***** Data under study

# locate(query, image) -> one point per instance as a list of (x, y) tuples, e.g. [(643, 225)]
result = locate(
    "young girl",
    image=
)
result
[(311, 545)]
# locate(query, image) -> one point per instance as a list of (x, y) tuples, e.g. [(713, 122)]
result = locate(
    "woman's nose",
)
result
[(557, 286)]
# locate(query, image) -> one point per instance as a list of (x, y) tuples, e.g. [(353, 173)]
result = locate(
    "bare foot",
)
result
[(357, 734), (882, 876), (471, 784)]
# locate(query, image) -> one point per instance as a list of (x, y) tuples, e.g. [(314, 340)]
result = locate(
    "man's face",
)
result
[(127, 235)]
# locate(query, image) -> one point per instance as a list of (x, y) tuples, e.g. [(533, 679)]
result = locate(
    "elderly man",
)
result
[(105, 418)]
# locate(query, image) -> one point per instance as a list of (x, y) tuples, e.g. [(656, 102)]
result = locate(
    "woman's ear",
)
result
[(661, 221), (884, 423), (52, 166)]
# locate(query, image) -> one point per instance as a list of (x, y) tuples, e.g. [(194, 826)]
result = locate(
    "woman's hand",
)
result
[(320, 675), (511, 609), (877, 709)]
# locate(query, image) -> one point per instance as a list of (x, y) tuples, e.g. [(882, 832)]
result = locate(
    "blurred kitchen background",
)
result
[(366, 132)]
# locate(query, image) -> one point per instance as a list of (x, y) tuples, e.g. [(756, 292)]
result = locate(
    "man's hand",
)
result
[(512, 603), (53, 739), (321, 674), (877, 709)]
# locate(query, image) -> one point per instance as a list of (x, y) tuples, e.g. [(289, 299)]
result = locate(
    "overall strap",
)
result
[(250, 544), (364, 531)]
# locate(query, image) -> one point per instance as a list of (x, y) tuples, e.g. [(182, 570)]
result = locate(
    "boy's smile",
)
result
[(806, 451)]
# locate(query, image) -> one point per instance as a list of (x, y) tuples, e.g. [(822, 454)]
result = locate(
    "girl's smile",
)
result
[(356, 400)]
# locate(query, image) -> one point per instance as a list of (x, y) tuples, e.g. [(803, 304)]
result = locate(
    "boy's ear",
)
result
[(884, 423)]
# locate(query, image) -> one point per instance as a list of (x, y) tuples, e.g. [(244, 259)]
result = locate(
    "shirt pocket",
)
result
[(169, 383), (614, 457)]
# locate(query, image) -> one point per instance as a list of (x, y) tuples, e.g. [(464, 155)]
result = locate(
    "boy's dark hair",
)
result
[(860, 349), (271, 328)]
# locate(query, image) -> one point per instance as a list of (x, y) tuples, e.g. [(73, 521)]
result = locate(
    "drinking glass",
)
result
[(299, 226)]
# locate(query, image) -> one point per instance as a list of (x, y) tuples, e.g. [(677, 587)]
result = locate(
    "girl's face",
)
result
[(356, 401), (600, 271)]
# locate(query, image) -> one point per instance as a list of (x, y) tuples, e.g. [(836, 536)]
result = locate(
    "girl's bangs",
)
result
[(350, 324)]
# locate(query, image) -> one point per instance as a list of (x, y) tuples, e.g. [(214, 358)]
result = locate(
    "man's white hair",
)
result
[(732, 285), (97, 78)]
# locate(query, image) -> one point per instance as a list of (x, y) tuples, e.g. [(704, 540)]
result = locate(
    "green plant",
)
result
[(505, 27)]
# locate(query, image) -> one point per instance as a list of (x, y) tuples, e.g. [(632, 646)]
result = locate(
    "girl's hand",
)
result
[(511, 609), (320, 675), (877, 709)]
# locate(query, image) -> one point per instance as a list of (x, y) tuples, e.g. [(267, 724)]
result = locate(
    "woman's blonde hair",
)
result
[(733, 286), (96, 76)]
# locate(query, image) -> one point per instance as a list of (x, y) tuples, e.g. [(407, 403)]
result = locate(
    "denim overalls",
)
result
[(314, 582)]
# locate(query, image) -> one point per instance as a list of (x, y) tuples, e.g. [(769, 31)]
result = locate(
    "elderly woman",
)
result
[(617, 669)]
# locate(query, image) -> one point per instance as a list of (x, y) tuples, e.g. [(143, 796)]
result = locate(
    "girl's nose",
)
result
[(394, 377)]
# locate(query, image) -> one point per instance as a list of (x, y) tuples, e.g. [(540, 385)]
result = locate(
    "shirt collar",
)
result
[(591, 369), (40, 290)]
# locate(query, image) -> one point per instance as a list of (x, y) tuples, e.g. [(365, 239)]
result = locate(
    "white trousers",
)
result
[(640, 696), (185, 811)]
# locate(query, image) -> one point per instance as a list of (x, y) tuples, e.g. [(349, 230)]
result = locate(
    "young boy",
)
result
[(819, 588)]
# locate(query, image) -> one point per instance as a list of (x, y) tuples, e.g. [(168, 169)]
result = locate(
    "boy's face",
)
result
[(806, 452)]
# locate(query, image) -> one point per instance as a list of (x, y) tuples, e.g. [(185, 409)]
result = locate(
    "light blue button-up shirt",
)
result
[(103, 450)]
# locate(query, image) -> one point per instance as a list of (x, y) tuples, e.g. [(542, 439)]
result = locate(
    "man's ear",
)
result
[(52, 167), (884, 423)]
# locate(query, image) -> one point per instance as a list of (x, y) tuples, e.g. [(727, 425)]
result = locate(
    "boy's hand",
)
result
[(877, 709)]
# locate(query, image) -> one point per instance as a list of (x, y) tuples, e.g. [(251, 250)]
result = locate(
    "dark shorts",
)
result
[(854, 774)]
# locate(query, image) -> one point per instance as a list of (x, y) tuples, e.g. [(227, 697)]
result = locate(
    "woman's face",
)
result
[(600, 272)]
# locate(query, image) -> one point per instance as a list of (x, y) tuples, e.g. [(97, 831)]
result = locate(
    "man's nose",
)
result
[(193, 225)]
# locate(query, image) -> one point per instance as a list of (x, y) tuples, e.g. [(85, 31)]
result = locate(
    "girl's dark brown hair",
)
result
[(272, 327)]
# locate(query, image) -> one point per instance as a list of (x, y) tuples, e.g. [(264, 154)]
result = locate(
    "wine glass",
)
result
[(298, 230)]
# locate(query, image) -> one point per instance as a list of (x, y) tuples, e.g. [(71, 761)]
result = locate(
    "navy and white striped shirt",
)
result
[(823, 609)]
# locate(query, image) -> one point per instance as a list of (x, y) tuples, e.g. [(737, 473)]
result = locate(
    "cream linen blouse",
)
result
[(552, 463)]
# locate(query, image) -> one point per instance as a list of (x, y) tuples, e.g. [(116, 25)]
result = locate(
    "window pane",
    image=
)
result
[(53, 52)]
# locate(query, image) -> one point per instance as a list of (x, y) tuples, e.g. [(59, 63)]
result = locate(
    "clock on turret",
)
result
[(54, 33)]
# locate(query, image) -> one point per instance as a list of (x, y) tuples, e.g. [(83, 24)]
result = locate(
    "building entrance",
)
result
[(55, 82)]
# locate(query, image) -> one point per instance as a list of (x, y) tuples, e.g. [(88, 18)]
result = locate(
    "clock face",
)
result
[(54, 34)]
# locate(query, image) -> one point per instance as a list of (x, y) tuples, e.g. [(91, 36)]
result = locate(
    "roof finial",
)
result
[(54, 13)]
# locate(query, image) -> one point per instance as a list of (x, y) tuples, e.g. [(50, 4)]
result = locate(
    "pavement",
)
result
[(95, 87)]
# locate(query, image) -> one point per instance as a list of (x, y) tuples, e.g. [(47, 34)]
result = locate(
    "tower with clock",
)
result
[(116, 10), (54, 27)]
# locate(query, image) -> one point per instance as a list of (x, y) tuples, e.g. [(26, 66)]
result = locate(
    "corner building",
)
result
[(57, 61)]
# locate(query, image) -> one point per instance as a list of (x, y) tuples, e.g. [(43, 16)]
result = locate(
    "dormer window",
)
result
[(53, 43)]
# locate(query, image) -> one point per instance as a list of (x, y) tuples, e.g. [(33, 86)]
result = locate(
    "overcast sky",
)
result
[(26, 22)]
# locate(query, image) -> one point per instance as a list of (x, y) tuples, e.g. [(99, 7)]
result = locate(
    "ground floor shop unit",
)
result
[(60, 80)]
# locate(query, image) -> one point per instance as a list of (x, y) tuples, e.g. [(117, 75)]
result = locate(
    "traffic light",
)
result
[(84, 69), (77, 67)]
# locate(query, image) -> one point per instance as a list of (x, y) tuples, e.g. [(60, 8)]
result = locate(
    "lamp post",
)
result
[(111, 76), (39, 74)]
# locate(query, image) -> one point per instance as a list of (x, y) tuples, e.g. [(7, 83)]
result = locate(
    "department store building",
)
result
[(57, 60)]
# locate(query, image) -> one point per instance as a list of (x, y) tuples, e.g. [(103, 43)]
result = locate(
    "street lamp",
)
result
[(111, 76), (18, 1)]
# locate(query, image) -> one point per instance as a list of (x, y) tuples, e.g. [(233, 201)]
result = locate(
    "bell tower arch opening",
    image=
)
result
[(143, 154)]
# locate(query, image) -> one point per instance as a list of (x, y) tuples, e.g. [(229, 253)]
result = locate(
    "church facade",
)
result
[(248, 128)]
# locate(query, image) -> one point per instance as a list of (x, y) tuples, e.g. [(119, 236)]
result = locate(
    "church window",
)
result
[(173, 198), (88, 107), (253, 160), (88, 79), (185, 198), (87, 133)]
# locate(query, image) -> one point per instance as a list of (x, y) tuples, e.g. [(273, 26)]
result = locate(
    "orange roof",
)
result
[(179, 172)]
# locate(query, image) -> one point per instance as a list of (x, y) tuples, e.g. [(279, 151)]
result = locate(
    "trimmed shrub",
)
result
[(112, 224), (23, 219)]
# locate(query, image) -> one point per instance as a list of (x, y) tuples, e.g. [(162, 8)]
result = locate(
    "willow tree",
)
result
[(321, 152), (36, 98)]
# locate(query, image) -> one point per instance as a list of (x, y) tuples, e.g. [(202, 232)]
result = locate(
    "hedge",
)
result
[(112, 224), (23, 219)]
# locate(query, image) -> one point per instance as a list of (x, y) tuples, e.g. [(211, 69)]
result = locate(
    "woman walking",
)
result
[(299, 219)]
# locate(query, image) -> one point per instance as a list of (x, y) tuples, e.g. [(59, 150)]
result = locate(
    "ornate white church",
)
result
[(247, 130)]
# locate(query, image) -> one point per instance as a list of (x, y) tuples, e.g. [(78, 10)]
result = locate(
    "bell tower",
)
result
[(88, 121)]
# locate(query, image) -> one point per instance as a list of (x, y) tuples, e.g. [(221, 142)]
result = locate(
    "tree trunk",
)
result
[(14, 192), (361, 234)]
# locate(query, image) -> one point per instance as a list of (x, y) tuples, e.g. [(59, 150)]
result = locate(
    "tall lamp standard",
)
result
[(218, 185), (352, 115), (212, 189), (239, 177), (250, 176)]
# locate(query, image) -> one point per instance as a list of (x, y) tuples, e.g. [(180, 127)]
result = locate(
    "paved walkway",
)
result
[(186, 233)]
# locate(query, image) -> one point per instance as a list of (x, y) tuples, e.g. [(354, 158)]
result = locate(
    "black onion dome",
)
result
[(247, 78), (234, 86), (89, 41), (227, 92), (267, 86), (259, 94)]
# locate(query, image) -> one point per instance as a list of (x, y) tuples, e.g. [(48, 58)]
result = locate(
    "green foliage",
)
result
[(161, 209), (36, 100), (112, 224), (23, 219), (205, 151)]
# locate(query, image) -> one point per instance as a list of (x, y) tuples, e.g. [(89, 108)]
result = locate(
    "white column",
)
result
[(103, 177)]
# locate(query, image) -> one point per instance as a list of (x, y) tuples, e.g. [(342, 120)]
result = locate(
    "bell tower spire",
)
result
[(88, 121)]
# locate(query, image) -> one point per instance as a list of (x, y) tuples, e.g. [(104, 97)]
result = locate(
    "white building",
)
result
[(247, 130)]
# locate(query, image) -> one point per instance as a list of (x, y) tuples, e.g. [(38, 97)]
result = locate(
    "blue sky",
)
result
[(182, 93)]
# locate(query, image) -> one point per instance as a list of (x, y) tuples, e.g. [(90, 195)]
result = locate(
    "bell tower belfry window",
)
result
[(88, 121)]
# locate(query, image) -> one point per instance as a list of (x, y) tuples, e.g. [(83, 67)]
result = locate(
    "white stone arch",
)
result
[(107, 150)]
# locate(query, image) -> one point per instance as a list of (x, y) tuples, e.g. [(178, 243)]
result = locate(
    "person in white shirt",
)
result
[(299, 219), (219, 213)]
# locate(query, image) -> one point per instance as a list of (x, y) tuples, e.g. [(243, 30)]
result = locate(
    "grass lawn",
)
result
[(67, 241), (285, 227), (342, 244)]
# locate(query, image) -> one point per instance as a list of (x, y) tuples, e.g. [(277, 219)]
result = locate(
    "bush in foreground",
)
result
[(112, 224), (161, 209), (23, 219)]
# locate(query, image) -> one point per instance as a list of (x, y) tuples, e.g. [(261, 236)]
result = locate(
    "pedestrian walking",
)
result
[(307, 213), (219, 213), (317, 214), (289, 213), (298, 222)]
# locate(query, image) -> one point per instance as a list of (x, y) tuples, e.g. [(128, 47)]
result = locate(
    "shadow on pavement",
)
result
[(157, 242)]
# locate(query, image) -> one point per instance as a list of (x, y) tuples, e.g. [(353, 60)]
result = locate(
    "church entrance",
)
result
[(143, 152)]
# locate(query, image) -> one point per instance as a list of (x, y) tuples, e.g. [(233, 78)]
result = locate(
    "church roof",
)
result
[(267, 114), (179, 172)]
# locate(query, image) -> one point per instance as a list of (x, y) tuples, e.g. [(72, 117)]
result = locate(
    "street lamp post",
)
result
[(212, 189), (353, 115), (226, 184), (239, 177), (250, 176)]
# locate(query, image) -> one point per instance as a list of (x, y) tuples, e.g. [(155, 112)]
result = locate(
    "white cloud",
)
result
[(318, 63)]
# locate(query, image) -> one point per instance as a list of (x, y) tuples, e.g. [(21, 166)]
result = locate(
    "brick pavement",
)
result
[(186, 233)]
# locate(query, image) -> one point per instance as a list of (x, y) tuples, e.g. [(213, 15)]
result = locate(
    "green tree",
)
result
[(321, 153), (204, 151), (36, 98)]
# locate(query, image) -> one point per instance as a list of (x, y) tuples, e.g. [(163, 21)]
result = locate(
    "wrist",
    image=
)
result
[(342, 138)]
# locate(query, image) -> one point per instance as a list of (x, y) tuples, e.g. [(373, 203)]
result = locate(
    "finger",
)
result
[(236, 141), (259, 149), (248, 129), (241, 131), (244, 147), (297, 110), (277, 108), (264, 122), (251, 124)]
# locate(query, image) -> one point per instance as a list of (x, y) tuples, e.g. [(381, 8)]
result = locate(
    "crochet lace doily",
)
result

**********

Problem details => Gather all lines with the string "arch" from the data.

Response to this task =>
    "bell tower arch opening",
    "white stone arch",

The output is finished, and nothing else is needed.